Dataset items
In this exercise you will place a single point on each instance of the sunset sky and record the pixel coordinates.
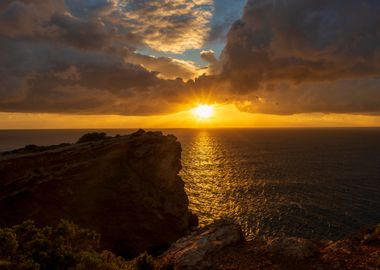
(141, 63)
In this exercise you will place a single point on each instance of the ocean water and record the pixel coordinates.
(313, 183)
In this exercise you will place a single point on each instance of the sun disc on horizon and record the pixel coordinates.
(203, 111)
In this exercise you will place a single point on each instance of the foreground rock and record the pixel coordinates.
(195, 250)
(220, 246)
(126, 188)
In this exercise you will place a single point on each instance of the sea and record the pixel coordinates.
(311, 183)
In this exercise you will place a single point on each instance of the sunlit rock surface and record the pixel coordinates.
(194, 251)
(220, 246)
(126, 188)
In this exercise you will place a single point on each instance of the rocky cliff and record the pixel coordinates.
(220, 246)
(126, 188)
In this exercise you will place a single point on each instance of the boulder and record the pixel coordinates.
(126, 188)
(196, 250)
(296, 248)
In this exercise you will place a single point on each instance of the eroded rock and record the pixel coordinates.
(126, 188)
(296, 248)
(194, 251)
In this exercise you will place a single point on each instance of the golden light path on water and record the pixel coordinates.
(280, 182)
(213, 188)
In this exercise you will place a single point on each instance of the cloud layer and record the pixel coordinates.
(282, 56)
(305, 56)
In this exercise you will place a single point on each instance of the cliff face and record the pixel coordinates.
(126, 188)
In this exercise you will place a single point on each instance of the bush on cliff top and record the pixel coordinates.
(91, 137)
(26, 247)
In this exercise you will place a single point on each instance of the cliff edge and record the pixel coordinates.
(126, 188)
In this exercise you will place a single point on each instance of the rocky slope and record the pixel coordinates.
(220, 246)
(126, 188)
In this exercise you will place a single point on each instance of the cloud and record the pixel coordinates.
(304, 56)
(168, 68)
(170, 26)
(282, 57)
(79, 57)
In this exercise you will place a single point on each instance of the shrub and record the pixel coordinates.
(27, 247)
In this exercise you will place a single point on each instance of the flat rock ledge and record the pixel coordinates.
(193, 251)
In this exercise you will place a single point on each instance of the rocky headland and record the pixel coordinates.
(127, 189)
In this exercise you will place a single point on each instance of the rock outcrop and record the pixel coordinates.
(194, 251)
(220, 246)
(126, 188)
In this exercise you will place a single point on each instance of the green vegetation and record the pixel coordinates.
(27, 247)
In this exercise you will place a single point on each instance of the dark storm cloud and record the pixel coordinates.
(283, 57)
(311, 47)
(72, 56)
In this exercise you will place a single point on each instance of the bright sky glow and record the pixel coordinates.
(203, 111)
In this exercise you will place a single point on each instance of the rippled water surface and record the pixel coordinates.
(321, 183)
(309, 183)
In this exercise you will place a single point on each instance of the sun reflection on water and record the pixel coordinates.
(213, 187)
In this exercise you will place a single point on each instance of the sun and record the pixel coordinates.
(203, 111)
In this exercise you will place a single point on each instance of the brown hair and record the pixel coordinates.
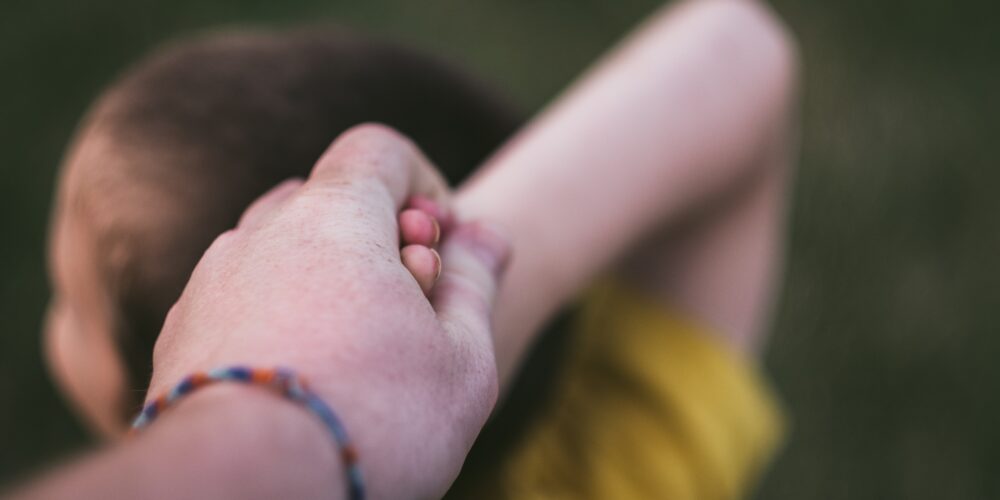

__Exercise brief__
Find each line in the records above that contains the word "water" and copy those lines. Treat matches as case-sensitive.

__Output of the task__
In this exercise you will place a single point on each instance of the ocean water and record the pixel coordinates.
In this exercise you will place a single point on each instance of the golden light path on water and record the pixel coordinates.
In this exercise you will place a single point on each instance of the rippled water surface and record the pixel coordinates.
In this exercise you will place a single point on each instance of the sun reflection on water and record the pixel coordinates.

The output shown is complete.